Exercise instructions ▸ Please return all lines of the data below containing the string "sand".

Dataset excerpts ▸
= = = = =
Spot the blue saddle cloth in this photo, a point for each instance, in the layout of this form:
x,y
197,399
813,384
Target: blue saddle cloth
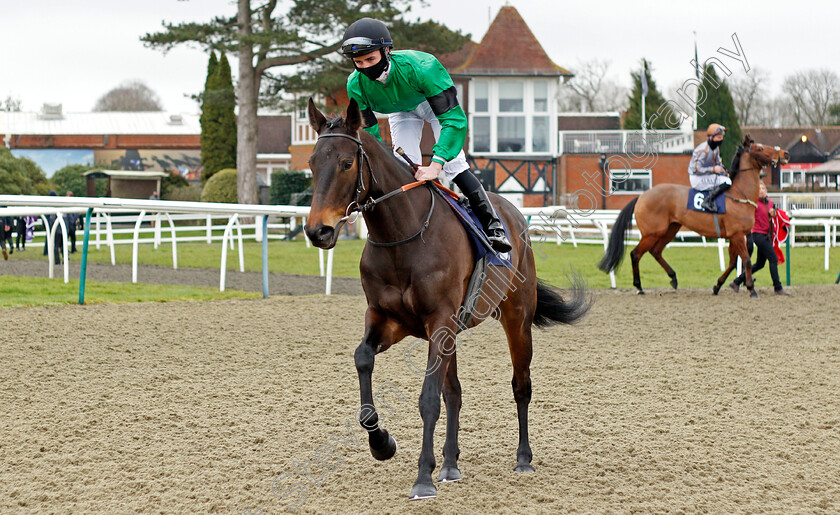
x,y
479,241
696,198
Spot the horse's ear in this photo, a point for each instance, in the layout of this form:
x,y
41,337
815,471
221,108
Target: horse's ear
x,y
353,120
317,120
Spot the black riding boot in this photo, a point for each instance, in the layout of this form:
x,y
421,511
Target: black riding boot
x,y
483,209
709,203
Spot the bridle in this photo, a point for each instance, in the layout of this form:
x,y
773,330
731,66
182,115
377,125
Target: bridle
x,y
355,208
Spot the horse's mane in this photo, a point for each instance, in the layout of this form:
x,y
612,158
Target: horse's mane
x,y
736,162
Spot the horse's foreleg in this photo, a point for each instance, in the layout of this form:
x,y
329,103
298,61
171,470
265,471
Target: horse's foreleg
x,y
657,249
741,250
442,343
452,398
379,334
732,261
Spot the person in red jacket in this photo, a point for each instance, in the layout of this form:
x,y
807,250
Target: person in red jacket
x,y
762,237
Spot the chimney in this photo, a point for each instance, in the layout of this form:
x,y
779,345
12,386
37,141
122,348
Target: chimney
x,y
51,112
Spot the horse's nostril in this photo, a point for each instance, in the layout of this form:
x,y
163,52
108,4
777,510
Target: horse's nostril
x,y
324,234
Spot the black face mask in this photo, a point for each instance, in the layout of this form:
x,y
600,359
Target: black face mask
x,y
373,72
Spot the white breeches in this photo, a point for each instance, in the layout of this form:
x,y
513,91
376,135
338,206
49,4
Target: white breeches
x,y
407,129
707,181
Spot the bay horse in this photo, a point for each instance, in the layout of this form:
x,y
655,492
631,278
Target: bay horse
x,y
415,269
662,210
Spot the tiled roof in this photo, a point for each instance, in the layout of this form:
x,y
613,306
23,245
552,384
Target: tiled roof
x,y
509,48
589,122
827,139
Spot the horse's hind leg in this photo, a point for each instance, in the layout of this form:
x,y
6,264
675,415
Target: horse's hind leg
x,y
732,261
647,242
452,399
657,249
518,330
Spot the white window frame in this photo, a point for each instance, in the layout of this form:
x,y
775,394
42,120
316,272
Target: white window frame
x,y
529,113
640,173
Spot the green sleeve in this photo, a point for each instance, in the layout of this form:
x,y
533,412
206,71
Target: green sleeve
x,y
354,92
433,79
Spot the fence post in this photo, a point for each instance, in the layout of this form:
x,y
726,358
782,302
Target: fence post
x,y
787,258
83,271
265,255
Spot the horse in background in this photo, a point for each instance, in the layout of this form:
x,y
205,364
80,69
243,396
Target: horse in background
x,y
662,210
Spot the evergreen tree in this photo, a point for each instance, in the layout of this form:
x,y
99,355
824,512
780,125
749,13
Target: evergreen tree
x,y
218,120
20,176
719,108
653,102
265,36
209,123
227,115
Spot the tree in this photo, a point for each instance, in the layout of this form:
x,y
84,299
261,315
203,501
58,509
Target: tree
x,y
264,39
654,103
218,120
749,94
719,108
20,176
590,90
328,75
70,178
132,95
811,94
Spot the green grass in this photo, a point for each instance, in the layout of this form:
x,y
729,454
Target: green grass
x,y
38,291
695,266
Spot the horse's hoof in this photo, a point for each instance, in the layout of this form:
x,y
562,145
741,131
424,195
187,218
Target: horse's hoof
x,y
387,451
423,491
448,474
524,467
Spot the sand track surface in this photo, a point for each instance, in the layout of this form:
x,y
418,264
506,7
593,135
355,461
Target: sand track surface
= = = = =
Response for this exercise ▸
Spot the sand track surface in this photo, a point for each instance, in the layout of this form:
Target: sand track surface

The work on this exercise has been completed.